### Consignes
- 1) Reformulez sous forme de liste le paragraphe de l'extrait de page qui commence par « Et il ne nous menaçait en rien », en conservant ses faits principaux.
- 2) Transcrivez dans l'extrait de page le passage qui va de « Vous êtes plusieurs » jusqu'à « de sa disparition. ».

### Extrait de page
┌──
Tonr a écrit:
La motivation essentielle d'une majorité des anti-intervention, c'est la considération prioritaire de l'intérêt supérieur de l'Etat: quel intérêt avons nous à engager nos hommes, nos armes et notre argent en Libye? Il est faible, si pétrolier, en tout cas pas proportionné aux risques et investissements impliqués.
D'ailleurs, nous n'y stationnons ni hommes, ni armes et à peine plus d'argent que nécessitent l'entraînement des pilotes et le stockage de leurs munitions. Tout va bien, donc.
Tonr a écrit:
Certes Kadhafi était en train de massacrer les rebelles, et c'est atroce. Mais des massacres , il y en a dans des dizaines de pays, et nous ne pouvons intervenir partout.
Vous êtes plusieurs à écrire que ça ne compte pas et, pour vous plaire, ça ne compte pas dans cette intervention. Tout va bien.
Tonr a écrit:
Et il ne nous menaçait en rien, il s'était acheté une conduite (quasiment) pour ce qui est des pays occidentaux, il avait renoncé au terrorisme d'Etat, il nous vendait son pétrole et achetait des armes. C'est un horrible dictateur, mais comme on en voit plein dans certaines zones du monde, juste un peu plus fou, c'est tout.
Pas d'accord : à partir du moment où nous applaudîmes sa chute, nous devions craindre quelques fatales représailles pour quelques compatriotes.
S'il y a un péché originel dans cette affaire, il se situe dans l'acclamation prématurée de sa disparition.
Tonr a écrit:
Une solution alternative à l'intervention, moins lourde, était d'armer les rebelles plus ou moins discrètement mais vu ce qui s'est passé en Afghanistan, (contre lequel j'ai mis en garde dès le début dans le poste que j'occupais alors dans une université US très politisée/néo-conservateur), et vu ce qu'on sait de la place d'AQMI en Libye, c'est une idiotie.
D'autant que les Libyens semblent passablement inaptes au combat, que ce soit entre eux, contre les Egyptiens ou contre des Tchadiens sous-équipés (1980-1988).
Tonr a écrit:
Donc, il y avait de grands risques au départ mais pas de raison d'intérêt majeur pour l'intervention, juste des raisons largement humanitaires, et ces raisons humanitaires impliquaient en fait le renversement de Kadahafi: la protection des populations qu'il voulait massacrer rendait nécessaire qu'il soit mis hors d'état de nuire d'une façon ou d'une autre.
└──
### Extrait de données
┌──
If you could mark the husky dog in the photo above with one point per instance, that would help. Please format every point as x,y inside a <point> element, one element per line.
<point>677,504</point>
└──
### Corrigé
- 1)
- Kadhafi ne nous menaçait en rien.
- Il s'était (quasiment) acheté une conduite à l'égard des pays occidentaux.
- Il avait renoncé au terrorisme d'État.
- Il nous vendait son pétrole et achetait des armes.
- C'est un horrible dictateur, comme on en voit beaucoup dans certaines zones du monde, juste un peu plus fou.

- 2)
Vous êtes plusieurs à écrire que ça ne compte pas et, pour vous plaire, ça ne compte pas dans cette intervention. Tout va bien.
Tonr a écrit:
Et il ne nous menaçait en rien, il s'était acheté une conduite (quasiment) pour ce qui est des pays occidentaux, il avait renoncé au terrorisme d'Etat, il nous vendait son pétrole et achetait des armes. C'est un horrible dictateur, mais comme on en voit plein dans certaines zones du monde, juste un peu plus fou, c'est tout.
Pas d'accord : à partir du moment où nous applaudîmes sa chute, nous devions craindre quelques fatales représailles pour quelques compatriotes.
S'il y a un péché originel dans cette affaire, il se situe dans l'acclamation prématurée de sa disparition.